[Start of Entries]

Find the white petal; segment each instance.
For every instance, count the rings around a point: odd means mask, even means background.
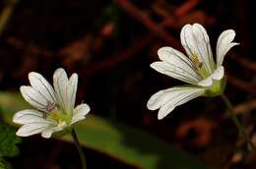
[[[68,84],[68,77],[64,69],[59,68],[53,75],[53,85],[56,91],[56,97],[63,111],[67,110],[67,94],[66,87]]]
[[[29,80],[32,86],[44,95],[51,103],[56,102],[55,93],[51,84],[38,73],[32,72],[29,74]]]
[[[78,87],[78,75],[73,74],[68,82],[66,86],[67,91],[67,108],[69,112],[71,112],[75,107],[76,102],[76,93]]]
[[[90,107],[88,104],[78,105],[73,112],[73,117],[71,124],[81,121],[86,118],[86,115],[90,112]]]
[[[47,128],[44,131],[42,131],[41,137],[45,138],[45,139],[49,139],[54,132],[59,132],[59,131],[62,131],[63,129],[64,129],[64,126]]]
[[[217,68],[214,72],[214,74],[212,75],[212,79],[213,80],[222,80],[224,76],[224,69],[223,66],[220,66],[219,68]]]
[[[232,42],[235,32],[233,29],[227,29],[222,32],[217,41],[217,66],[223,65],[224,55],[229,49],[239,43]]]
[[[176,106],[204,94],[202,87],[176,86],[160,90],[155,93],[148,101],[150,110],[160,109],[159,119],[162,119],[170,113]]]
[[[51,124],[50,124],[51,125]],[[22,126],[16,133],[20,137],[29,137],[39,134],[50,126],[48,123],[31,123]]]
[[[32,86],[23,85],[20,88],[23,97],[33,107],[45,111],[47,98]]]
[[[13,117],[13,122],[17,124],[29,124],[29,123],[54,124],[53,121],[45,120],[41,112],[36,110],[30,110],[30,109],[17,112]]]
[[[197,84],[199,86],[211,86],[213,84],[213,79],[212,76],[208,77],[205,80],[200,81]]]
[[[181,70],[179,67],[170,66],[166,62],[154,62],[151,64],[151,67],[161,74],[167,75],[171,78],[180,80],[188,84],[195,84],[198,82],[198,80],[191,74],[188,74],[184,70]]]
[[[188,75],[188,78],[192,81],[201,80],[194,68],[194,64],[183,53],[171,47],[161,47],[159,49],[158,54],[160,60],[169,65],[170,69]]]
[[[180,32],[181,44],[191,59],[197,56],[208,74],[212,74],[215,64],[210,40],[205,28],[199,25],[186,25]]]

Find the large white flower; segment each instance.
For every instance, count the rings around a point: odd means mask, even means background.
[[[238,44],[232,42],[234,36],[232,29],[224,30],[219,36],[215,62],[206,29],[199,24],[184,26],[180,39],[188,57],[171,47],[161,47],[158,51],[160,61],[154,62],[151,67],[189,84],[155,93],[148,101],[148,108],[160,108],[158,118],[162,119],[176,106],[193,98],[222,94],[225,85],[223,61],[228,50]]]
[[[68,79],[62,68],[57,69],[53,75],[54,89],[38,73],[30,73],[29,80],[31,85],[21,86],[21,92],[36,110],[23,110],[14,115],[13,122],[23,125],[17,131],[17,136],[28,137],[41,133],[43,138],[50,138],[52,133],[62,131],[86,118],[90,111],[87,104],[74,108],[77,74]]]

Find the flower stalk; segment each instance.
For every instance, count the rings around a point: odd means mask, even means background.
[[[235,127],[239,131],[239,135],[246,140],[246,141],[247,141],[248,145],[250,146],[250,148],[252,149],[253,153],[256,153],[256,146],[252,142],[250,136],[246,132],[246,129],[242,126],[242,124],[237,119],[231,102],[229,101],[229,99],[224,94],[222,94],[221,97],[222,97],[222,99],[224,100],[224,104],[226,105],[226,107],[228,109],[226,111],[227,115],[230,117],[230,119],[233,121]]]
[[[83,148],[82,148],[82,146],[81,146],[81,144],[79,142],[79,140],[78,140],[78,137],[77,137],[75,129],[72,129],[71,136],[72,136],[74,144],[76,145],[76,147],[78,149],[78,153],[79,153],[79,156],[80,156],[80,159],[81,159],[81,163],[82,163],[82,168],[83,169],[87,169],[86,155],[85,155],[85,153],[83,151]]]

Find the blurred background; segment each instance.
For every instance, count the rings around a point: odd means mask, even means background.
[[[256,141],[254,8],[243,0],[0,0],[1,122],[12,126],[26,107],[19,87],[30,72],[52,82],[63,67],[78,73],[77,103],[92,109],[77,127],[89,169],[255,168],[219,97],[192,100],[160,121],[147,109],[152,94],[182,84],[150,64],[160,47],[184,51],[179,32],[193,23],[208,30],[214,54],[221,32],[236,31],[240,45],[224,59],[225,93]],[[69,139],[22,140],[5,157],[13,168],[81,167]]]

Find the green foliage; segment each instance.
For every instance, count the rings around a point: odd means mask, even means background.
[[[26,107],[18,94],[0,93],[3,118]],[[81,143],[137,168],[210,169],[192,155],[139,129],[90,115],[75,127]],[[72,141],[70,136],[63,138]]]
[[[13,157],[19,153],[19,149],[16,146],[21,142],[21,139],[16,135],[16,130],[13,127],[5,123],[0,123],[0,156],[1,157]]]
[[[0,157],[0,169],[11,169],[11,165],[4,160],[4,158]]]

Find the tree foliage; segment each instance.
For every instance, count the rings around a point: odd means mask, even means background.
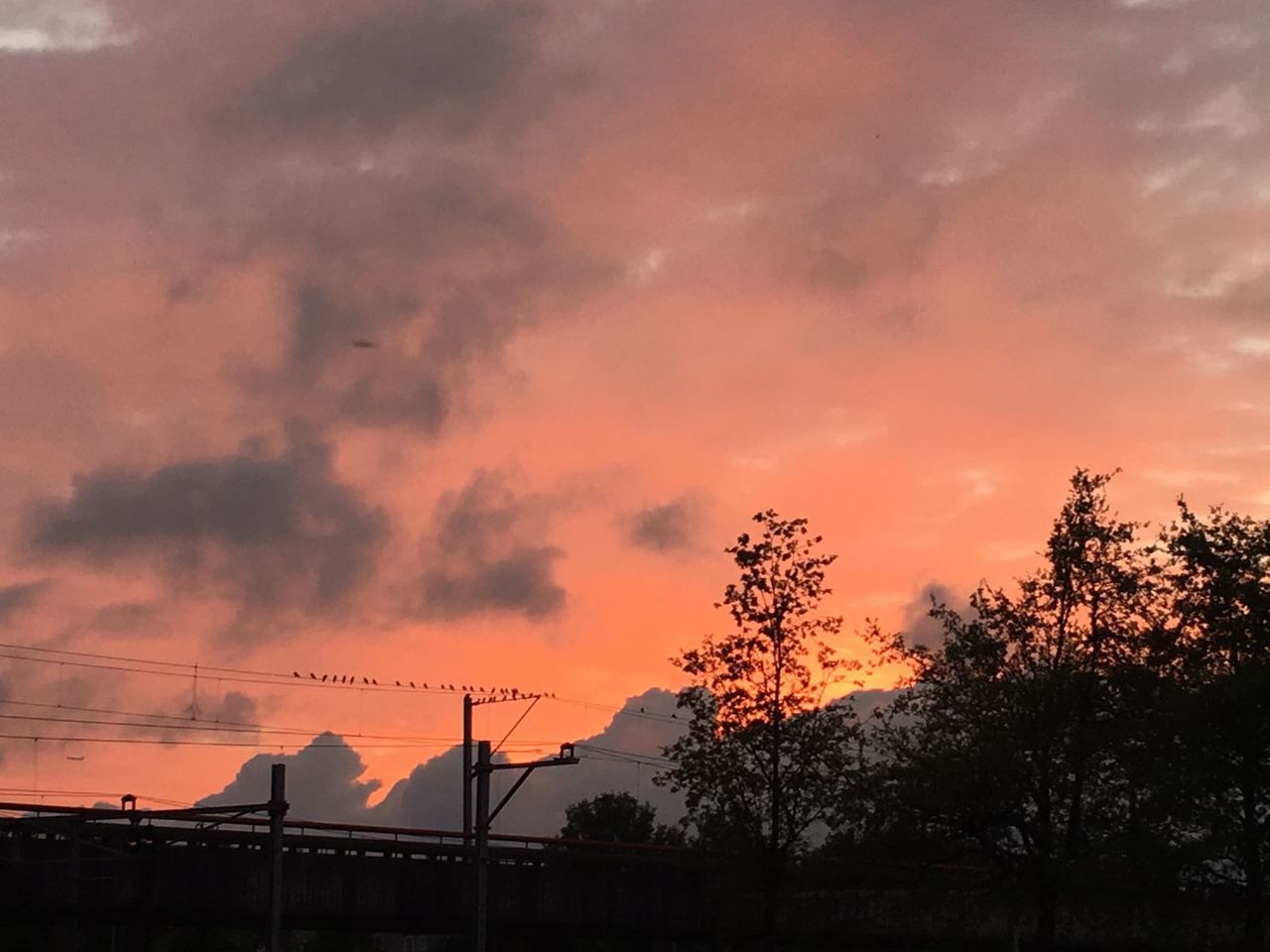
[[[610,791],[579,800],[564,810],[563,839],[596,843],[658,843],[677,845],[682,835],[676,828],[657,823],[657,809],[634,795]]]
[[[691,720],[659,782],[683,792],[698,836],[763,858],[771,944],[781,871],[845,802],[860,731],[848,707],[827,703],[851,668],[831,645],[842,618],[818,613],[836,556],[805,519],[753,520],[726,550],[738,579],[716,608],[733,630],[674,659],[691,678],[678,697]]]
[[[889,793],[913,821],[974,843],[1036,902],[1041,948],[1060,896],[1133,824],[1123,713],[1153,625],[1138,526],[1109,509],[1110,476],[1077,471],[1044,566],[980,588],[963,616],[933,607],[936,647],[880,637],[912,684],[879,734]]]
[[[1156,716],[1173,737],[1156,784],[1191,876],[1233,885],[1247,948],[1265,948],[1270,868],[1270,520],[1185,501],[1163,533],[1171,622]]]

[End of Entries]

=== Task prompt ===
Please copy the records from the line containing "Find the flower stalk; segment each instance." through the line containing "[[[0,157],[0,169],[11,169],[11,165],[4,160],[4,158]]]", both of those lines included, character for character.

=== Exercise response ===
Find the flower stalk; segment each instance.
For every instance, count the rings around a point: odd means mask, even means background.
[[[235,127],[239,131],[239,135],[246,140],[246,141],[247,141],[248,145],[250,146],[250,148],[252,149],[253,153],[256,153],[256,146],[252,142],[250,136],[246,132],[246,129],[242,126],[242,124],[237,119],[231,102],[229,101],[229,99],[224,94],[222,94],[221,97],[222,97],[222,99],[224,100],[224,104],[226,105],[226,107],[228,109],[226,111],[227,115],[230,117],[230,119],[233,121]]]
[[[83,148],[82,148],[82,146],[81,146],[81,144],[79,142],[79,140],[78,140],[78,137],[77,137],[75,129],[72,129],[71,136],[72,136],[74,144],[76,145],[76,147],[78,149],[78,153],[79,153],[79,156],[80,156],[80,159],[81,159],[81,163],[82,163],[82,168],[83,169],[87,169],[86,155],[85,155],[85,153],[83,151]]]

Find the blurred background; segment each instance.
For every instance, count the rings around a point: odd means mask, even means background.
[[[256,141],[254,8],[243,0],[0,0],[1,122],[12,126],[26,107],[19,87],[30,72],[52,82],[63,67],[78,73],[77,103],[92,109],[77,127],[89,169],[255,168],[219,97],[192,100],[160,121],[147,109],[152,94],[182,84],[150,64],[160,47],[184,51],[179,32],[193,23],[208,30],[214,54],[221,32],[236,31],[240,45],[224,59],[225,93]],[[69,139],[22,140],[5,157],[13,168],[81,167]]]

Find the green foliage; segment each instance.
For every instance, count the rings around a point: odd means mask, even means background.
[[[26,107],[18,94],[0,93],[3,118]],[[81,143],[137,168],[210,169],[192,155],[139,129],[90,115],[75,127]],[[72,141],[70,136],[63,138]]]
[[[13,157],[19,153],[19,149],[16,146],[21,142],[21,139],[16,135],[16,130],[13,127],[5,123],[0,123],[0,156],[1,157]]]
[[[0,157],[0,169],[11,169],[11,165],[4,160],[4,158]]]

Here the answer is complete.